## Goal of the exercise
Nothing in the entries may change when you repeat them, and no images may appear.

## Data for the task
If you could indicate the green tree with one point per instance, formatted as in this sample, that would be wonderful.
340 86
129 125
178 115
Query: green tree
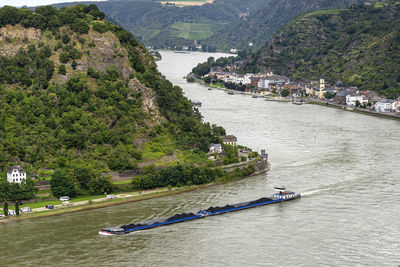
28 188
5 208
74 64
329 95
65 38
17 207
84 174
285 93
61 185
62 69
100 185
64 57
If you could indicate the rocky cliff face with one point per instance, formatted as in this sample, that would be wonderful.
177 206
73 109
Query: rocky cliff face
100 51
14 37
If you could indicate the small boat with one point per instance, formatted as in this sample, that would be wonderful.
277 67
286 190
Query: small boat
196 103
280 196
297 101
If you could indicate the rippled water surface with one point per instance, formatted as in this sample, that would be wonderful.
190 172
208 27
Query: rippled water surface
345 164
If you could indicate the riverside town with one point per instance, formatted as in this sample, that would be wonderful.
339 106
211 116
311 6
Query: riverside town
283 89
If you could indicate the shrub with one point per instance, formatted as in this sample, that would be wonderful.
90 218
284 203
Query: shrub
62 69
100 27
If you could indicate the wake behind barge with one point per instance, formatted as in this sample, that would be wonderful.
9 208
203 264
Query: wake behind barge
280 196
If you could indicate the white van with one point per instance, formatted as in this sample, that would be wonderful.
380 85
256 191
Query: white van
66 203
26 209
64 198
11 212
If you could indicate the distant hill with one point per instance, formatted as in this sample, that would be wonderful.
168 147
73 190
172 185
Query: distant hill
76 90
359 45
261 24
164 26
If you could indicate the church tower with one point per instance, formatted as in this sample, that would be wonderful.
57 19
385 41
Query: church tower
321 87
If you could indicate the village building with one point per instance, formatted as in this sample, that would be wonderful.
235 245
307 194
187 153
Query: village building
15 174
229 140
215 148
351 99
340 97
386 105
372 96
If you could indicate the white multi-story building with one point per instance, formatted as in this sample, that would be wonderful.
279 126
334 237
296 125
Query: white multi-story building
15 174
263 83
386 105
351 99
247 78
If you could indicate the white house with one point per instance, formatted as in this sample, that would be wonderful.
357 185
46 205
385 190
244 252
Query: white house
351 99
15 174
229 140
385 105
215 148
247 78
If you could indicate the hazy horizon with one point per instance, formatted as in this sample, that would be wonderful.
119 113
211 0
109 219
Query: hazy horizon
32 3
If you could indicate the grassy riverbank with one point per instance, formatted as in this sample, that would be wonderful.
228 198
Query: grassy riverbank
123 199
364 112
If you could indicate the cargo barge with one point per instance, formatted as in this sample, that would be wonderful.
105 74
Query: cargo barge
280 196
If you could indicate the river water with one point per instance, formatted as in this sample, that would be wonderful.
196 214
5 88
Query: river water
345 164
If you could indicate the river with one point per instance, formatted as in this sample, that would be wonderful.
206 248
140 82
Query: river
345 164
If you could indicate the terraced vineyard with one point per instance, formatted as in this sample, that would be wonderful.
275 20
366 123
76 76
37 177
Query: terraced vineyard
191 31
182 3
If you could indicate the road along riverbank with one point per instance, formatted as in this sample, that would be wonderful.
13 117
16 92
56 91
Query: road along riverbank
260 166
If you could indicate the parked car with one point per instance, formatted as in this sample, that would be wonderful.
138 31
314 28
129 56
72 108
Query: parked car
26 209
64 198
11 212
111 196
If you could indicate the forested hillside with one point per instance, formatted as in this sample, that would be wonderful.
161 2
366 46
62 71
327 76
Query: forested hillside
169 26
359 45
260 25
80 93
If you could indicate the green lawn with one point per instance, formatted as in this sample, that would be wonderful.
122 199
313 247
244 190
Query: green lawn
122 182
191 31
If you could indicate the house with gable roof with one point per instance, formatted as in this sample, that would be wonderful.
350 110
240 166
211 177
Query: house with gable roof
15 174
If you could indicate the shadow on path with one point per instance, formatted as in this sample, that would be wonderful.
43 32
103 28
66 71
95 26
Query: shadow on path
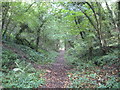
56 76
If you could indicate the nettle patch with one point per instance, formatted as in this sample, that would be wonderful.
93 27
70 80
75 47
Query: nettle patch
93 79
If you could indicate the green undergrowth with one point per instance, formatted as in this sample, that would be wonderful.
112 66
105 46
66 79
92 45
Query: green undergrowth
102 71
42 57
17 71
93 79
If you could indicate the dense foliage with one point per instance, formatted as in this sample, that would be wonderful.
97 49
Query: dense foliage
33 33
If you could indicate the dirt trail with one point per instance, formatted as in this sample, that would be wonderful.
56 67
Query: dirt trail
56 76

## Response to this task
If you could indicate the green tree with one point per instance, formatted as in this sample, that would be wonderful.
340 86
129 125
178 115
Query: green tree
28 188
5 208
74 64
329 95
65 38
17 207
84 174
285 93
61 185
62 69
100 185
64 57
If you could indicate the rocky cliff face with one point per instance, formatted as in this sample, that would be wonderful.
177 206
73 109
Query: rocky cliff face
100 51
14 37
If you could indicate the small boat with one point per instance, formatted as in this sample, that would be wonderful.
277 67
286 190
Query: small boat
196 103
280 196
297 101
If you could indicate the rippled water surface with one point per instance, formatted as in this sample, that would be wonderful.
190 172
208 27
Query: rippled water surface
345 164
If you could indicate the riverside town with one point per instance, formatted as in this sample, that would be wonderful.
339 106
211 116
311 6
Query: riverside town
283 89
If you could indicate the shrub with one point per instance, formatted as in this sample, that would be wonderful.
90 218
284 203
Query: shrub
62 69
100 27
If you could indicate the wake behind barge with one point per instance, formatted as in this sample, that would be wonderful.
9 208
203 264
Query: wake behind barge
280 196
If you could indicate the white van with one point per instance, formatted as in this sample, that would be wonderful.
380 85
256 191
Query: white van
66 203
26 209
64 198
11 212
If you could indicate the distant hill with one point per instance, formatted as in this sample, that would be wonderful.
168 147
73 190
172 185
Query: distant hill
76 90
359 45
261 24
164 26
If you could indicate the church tower with one point per instance, formatted as in this sample, that would be wonderful.
57 19
385 41
Query: church tower
321 87
If you could indicate the village building with one point per instance, formatted as in this sample, that would be wonderful.
235 245
307 194
187 153
Query: village building
15 174
229 140
215 148
351 99
340 97
386 105
372 96
If you could indicate the white multi-story building with one point per instance, formatted as in this sample, that would be wonderful.
279 126
334 237
296 125
Query: white multi-story building
15 174
263 83
386 105
351 99
247 78
If you could indicate the white house with one point per instance, formatted as in this sample, that would be wonderful.
357 185
46 205
385 190
244 252
Query: white house
351 99
15 174
229 140
385 105
215 148
247 78
If you could indicate the hazy horizon with one point per instance, formatted as in this sample, that would be wonderful.
119 113
211 0
109 219
Query: hazy horizon
32 3
If you could indicate the grassy riverbank with one point per instance, formatted as in this sample, that would be wonderful.
228 198
Query: grassy riverbank
123 199
364 112
If you could indicate the cargo barge with one point per instance, formatted as in this sample, that would be wonderful.
105 74
Query: cargo barge
280 196
If you could indicate the river water with one point per instance, formatted as in this sample, that would be wonderful.
196 214
5 88
Query: river water
345 164
If you could indicate the river with one point per instance, formatted as in this sample, that would be wonderful.
206 248
140 82
Query: river
345 164
If you could indicate the terraced vineyard with one point per instance, formatted as in this sample, that would be wonderful.
275 20
366 123
76 76
37 177
Query: terraced vineyard
191 31
182 3
If you could indicate the road along riverbank with one point per instance, formatted as in this sample, that would be wonderful.
13 117
16 92
56 91
Query: road along riverbank
260 166
If you could indicate the parked car with one point per instance, formatted as in this sample, that would be wonderful.
138 31
314 28
129 56
72 108
Query: parked car
26 209
64 198
11 212
111 196
If you could indicate the forested hillside with one point per instance, formatted as in this sample, that would be wonderful.
161 2
366 46
62 71
327 76
Query: forested hillside
169 26
359 45
260 25
80 93
If you could indicate the green lawn with one point per instance, formatted as in this sample, that would be wonderful.
122 199
313 247
244 190
Query: green lawn
122 182
191 31
If you could indicate the house with gable roof with one point per instance, formatted as in this sample, that would be wonderful.
350 110
240 166
211 177
Query: house with gable roof
15 174
If you could indicate the shadow on path with one point per instance, formatted as in this sample, that would be wonderful.
43 32
103 28
66 71
95 26
Query: shadow on path
56 76
If you could indicate the nettle patch with one point per instance, formatted as in this sample, that would be wonderful.
93 27
70 80
75 47
Query: nettle patch
93 79
If you could indicate the green undergrowth with one point per instance, formatted as in this sample, that would be wonderful.
112 66
105 46
66 79
92 45
Query: green undergrowth
102 71
42 57
17 71
93 79
If you could indicate the dense foliage with one point per instance, formatted as in this sample, that would be wonderful.
97 49
Query: dense foliage
33 33
If you could indicate the dirt trail with one point per instance, formatted as in this sample, that would be wonderful.
56 67
Query: dirt trail
56 76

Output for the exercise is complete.